Tasks and exercises:
1. Print the stretch of the KVM patch from "This optimization has" through "insertions(+), 23 deletions(-)".
2. Carry the KVM patch forward from its last line.

Passage shown:
....
From: Peter Feiner <[email protected]>
Optimization for avoiding lookups in mmu_page_hash. When there's a
single direct root, a shadow page has at most one parent SPTE
(non-root SPs have exactly one; the root has none). Thus, if an SPTE
is non-present, it can be linked to a newly allocated SP without
first checking if the SP already exists.
This optimization has proven significant in batch large SP shattering
where the hash lookup accounted for 95% of the overhead.
Signed-off-by: Peter Feiner <[email protected]>
Signed-off-by: Jon Cargille <[email protected]>
Reviewed-by: Jim Mattson <[email protected]>
---
arch/x86/include/asm/kvm_host.h | 13 ++++++++
arch/x86/kvm/mmu/mmu.c | 55 +++++++++++++++++++--------------
2 files changed, 45 insertions(+), 23 deletions(-)
diff --git a/arch/x86/include/asm/kvm_host.h b/arch/x86/include/asm/kvm_host.h
index a239a297be33..9b70d764b626 100644
--- a/arch/x86/include/asm/kvm_host.h
+++ b/arch/x86/include/asm/kvm_host.h
@@ -913,6 +913,19 @@ struct kvm_arch {
struct kvm_page_track_notifier_node mmu_sp_tracker;
struct kvm_page_track_notifier_head track_notifier_head;
+ /*
+ * Optimization for avoiding lookups in mmu_page_hash. When there's a
+ * single direct root, a shadow page has at most one parent SPTE
+ * (non-root SPs have exactly one; the root has none). Thus, if an SPTE
+ * is non-present, it can be linked to a newly allocated SP without
+ * first checking if the SP already exists.
....
Dataset excerpt:
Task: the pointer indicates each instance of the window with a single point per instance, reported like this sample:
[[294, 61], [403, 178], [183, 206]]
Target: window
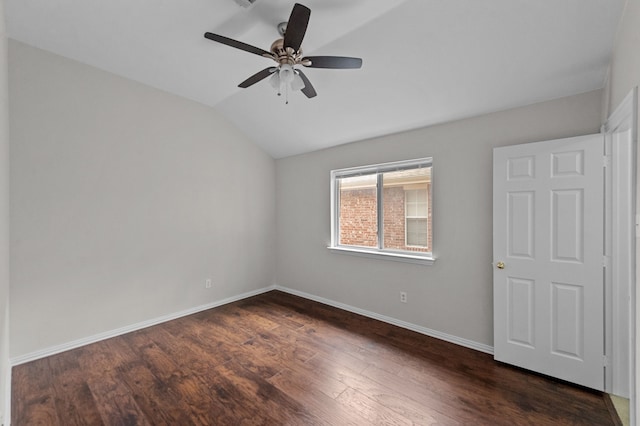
....
Results in order:
1.
This optimization has proven significant in batch large SP shattering
where the hash lookup accounted for 95% of the overhead.
Signed-off-by: Peter Feiner <[email protected]>
Signed-off-by: Jon Cargille <[email protected]>
Reviewed-by: Jim Mattson <[email protected]>
---
arch/x86/include/asm/kvm_host.h | 13 ++++++++
arch/x86/kvm/mmu/mmu.c | 55 +++++++++++++++++++--------------
2 files changed, 45 insertions(+), 23 deletions(-)

2.
+ *
+ * False initially because there are no indirect roots.
+ *
+ * Guarded by mmu_lock.
+ */
+ bool shadow_page_may_have_multiple_parents;
+
struct list_head assigned_dev_head;
struct iommu_domain *iommu_domain;
bool iommu_noncoherent;
diff --git a/arch/x86/kvm/mmu/mmu.c b/arch/x86/kvm/mmu/mmu.c
index e618472c572b..d94552b0ed77 100644
--- a/arch/x86/kvm/mmu/mmu.c
+++ b/arch/x86/kvm/mmu/mmu.c
@@ -2499,35 +2499,40 @@ static struct kvm_mmu_page *kvm_mmu_get_page(struct kvm_vcpu *vcpu,
quadrant &= (1 << ((PT32_PT_BITS - PT64_PT_BITS) * level)) - 1;
role.quadrant = quadrant;
}
- for_each_valid_sp(vcpu->kvm, sp, gfn) {
- if (sp->gfn != gfn) {
- collisions++;
- continue;
- }
- if (!need_sync && sp->unsync)
- need_sync = true;
+ if (vcpu->kvm->arch.shadow_page_may_have_multiple_parents ||
+ level == vcpu->arch.mmu->root_level) {
+ for_each_valid_sp(vcpu->kvm, sp, gfn) {
+ if (sp->gfn != gfn) {
+ collisions++;
+ continue;
+ }
- if (sp->role.word != role.word)
- continue;
+ if (!need_sync && sp->unsync)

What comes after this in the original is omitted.